[start Text excerpt]
# Advanced SQLAlchemy Queries

### Connecting to a MySQL Database

In [46]:
from sqlalchemy import create_engine
from sqlalchemy import select
from sqlalchemy import MetaData, Table
from sqlalchemy import desc, func

In [2]:
dialect_driver = 'mysql+pymysql://'
user_pass = 'student:datacamp'
host_port = '@courses.csrrinzqubik.us-east-1.rds.amazonaws.com:3306/'
db_name = 'census'

In [3]:
engine = create_engine(dialect_driver+user_pass+host_port+db_name)
engine.table_names()

['census', 'state_fact']

### Calculating a Difference between Two Columns

In [52]:
# using local db
engine = create_engine('sqlite:///census.sqlite')
metadata = MetaData()
census = Table('census', metadata, autoload=True, autoload_with=engine)
state_fact = Table('state_fact', metadata, autoload=True, autoload_with=engine)
connection = engine.connect()

In [10]:
stmt = select([census.columns.state,
               (census.columns.pop2008-census.columns.pop2000).\
               label('pop_change')])

In [11]:
stmt = stmt.group_by(census.columns.state)

In [14]:
stmt = stmt.order_by(desc('pop_change'))

In [15]:
stmt = stmt.limit(5)

In [16]:
results = connection.execute(stmt).fetchall()
for result in results:
    print('{}:{}'.format(result.state, result.pop_change))
[end Text excerpt]
■ **What you are asked to do**:
Rename "pop_change" to "pop_growth" and write out again the part of the SQLAlchemy notebook that opens with the words containing "connection = engine.connect()" and closes with "label('pop_change')])". The rows that follow have no connection to the SQLAlchemy notebook.
[start Raw data]
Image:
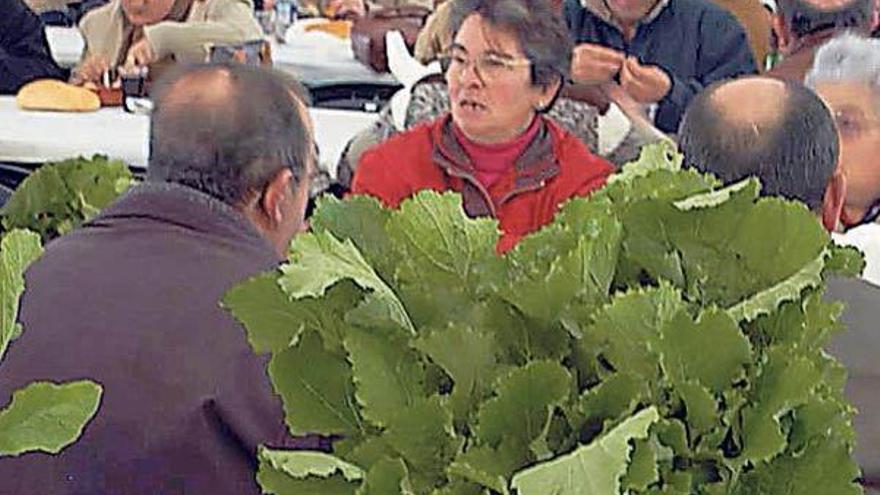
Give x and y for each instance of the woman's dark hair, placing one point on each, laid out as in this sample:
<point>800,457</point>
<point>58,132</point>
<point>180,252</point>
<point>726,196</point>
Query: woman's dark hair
<point>536,24</point>
<point>228,145</point>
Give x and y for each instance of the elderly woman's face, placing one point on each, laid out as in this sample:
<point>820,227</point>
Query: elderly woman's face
<point>489,82</point>
<point>145,12</point>
<point>858,124</point>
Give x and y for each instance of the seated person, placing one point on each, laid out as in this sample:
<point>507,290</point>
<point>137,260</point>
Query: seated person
<point>782,133</point>
<point>24,51</point>
<point>130,300</point>
<point>661,52</point>
<point>846,75</point>
<point>505,67</point>
<point>156,33</point>
<point>802,26</point>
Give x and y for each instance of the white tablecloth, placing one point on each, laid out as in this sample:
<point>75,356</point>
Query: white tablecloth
<point>313,57</point>
<point>317,57</point>
<point>36,137</point>
<point>66,45</point>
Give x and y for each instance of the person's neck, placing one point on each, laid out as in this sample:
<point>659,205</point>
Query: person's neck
<point>853,214</point>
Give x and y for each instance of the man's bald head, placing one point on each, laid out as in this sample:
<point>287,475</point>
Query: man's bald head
<point>226,130</point>
<point>777,131</point>
<point>805,17</point>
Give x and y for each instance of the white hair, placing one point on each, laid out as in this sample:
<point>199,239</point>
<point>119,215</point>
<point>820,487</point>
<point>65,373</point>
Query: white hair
<point>848,58</point>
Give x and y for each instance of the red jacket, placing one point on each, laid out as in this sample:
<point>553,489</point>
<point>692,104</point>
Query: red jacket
<point>555,167</point>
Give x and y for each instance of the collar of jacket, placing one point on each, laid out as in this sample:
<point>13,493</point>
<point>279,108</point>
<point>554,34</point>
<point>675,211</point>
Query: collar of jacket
<point>186,208</point>
<point>534,168</point>
<point>600,10</point>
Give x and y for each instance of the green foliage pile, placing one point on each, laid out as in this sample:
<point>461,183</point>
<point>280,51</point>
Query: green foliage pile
<point>58,197</point>
<point>664,336</point>
<point>42,416</point>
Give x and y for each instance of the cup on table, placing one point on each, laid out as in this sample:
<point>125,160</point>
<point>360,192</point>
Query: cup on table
<point>135,90</point>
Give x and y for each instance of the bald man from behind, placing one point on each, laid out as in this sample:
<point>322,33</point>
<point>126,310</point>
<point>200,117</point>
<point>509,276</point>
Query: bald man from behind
<point>131,300</point>
<point>781,132</point>
<point>802,26</point>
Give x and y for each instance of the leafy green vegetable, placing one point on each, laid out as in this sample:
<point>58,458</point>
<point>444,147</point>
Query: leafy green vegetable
<point>18,249</point>
<point>593,469</point>
<point>663,336</point>
<point>47,417</point>
<point>58,197</point>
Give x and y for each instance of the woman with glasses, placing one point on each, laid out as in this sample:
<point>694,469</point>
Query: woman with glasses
<point>505,67</point>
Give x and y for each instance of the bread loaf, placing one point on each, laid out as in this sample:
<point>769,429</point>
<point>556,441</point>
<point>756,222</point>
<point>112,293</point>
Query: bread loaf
<point>49,94</point>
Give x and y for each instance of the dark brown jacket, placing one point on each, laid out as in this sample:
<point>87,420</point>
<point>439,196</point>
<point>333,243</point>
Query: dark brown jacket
<point>131,301</point>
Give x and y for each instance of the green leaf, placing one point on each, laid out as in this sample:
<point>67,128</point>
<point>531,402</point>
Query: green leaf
<point>388,376</point>
<point>47,417</point>
<point>591,469</point>
<point>643,468</point>
<point>319,261</point>
<point>628,330</point>
<point>57,197</point>
<point>18,250</point>
<point>468,357</point>
<point>684,343</point>
<point>361,219</point>
<point>520,413</point>
<point>766,301</point>
<point>823,468</point>
<point>316,389</point>
<point>787,381</point>
<point>614,398</point>
<point>387,477</point>
<point>422,435</point>
<point>305,473</point>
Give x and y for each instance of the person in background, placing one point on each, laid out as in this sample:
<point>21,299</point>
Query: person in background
<point>846,75</point>
<point>24,51</point>
<point>157,33</point>
<point>662,52</point>
<point>506,65</point>
<point>131,299</point>
<point>782,133</point>
<point>757,20</point>
<point>802,26</point>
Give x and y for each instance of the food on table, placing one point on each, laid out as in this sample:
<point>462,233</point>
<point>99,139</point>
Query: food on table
<point>338,28</point>
<point>49,94</point>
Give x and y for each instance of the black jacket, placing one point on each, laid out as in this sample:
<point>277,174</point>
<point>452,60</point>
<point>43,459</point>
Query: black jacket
<point>131,300</point>
<point>695,41</point>
<point>24,51</point>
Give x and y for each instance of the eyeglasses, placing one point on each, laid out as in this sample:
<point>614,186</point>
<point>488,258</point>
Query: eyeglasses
<point>489,66</point>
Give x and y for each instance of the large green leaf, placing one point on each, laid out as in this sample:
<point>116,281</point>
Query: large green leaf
<point>388,375</point>
<point>593,469</point>
<point>18,249</point>
<point>305,473</point>
<point>319,261</point>
<point>59,196</point>
<point>520,413</point>
<point>684,343</point>
<point>47,417</point>
<point>316,389</point>
<point>468,356</point>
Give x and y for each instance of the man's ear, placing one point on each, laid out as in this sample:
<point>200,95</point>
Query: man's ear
<point>832,204</point>
<point>272,200</point>
<point>783,40</point>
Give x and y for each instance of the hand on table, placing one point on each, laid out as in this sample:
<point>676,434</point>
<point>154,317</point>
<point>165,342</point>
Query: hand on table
<point>91,70</point>
<point>644,83</point>
<point>595,64</point>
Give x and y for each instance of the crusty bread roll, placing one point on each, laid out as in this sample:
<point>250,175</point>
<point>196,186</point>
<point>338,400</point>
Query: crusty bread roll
<point>49,94</point>
<point>340,28</point>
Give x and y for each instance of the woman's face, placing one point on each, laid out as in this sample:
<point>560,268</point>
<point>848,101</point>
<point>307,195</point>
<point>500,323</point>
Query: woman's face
<point>858,124</point>
<point>489,82</point>
<point>145,12</point>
[end Raw data]
■ **Full output**:
connection = engine.connect()

In [10]:
stmt = select([census.columns.state,
               (census.columns.pop2008-census.columns.pop2000).\
               label('pop_growth')])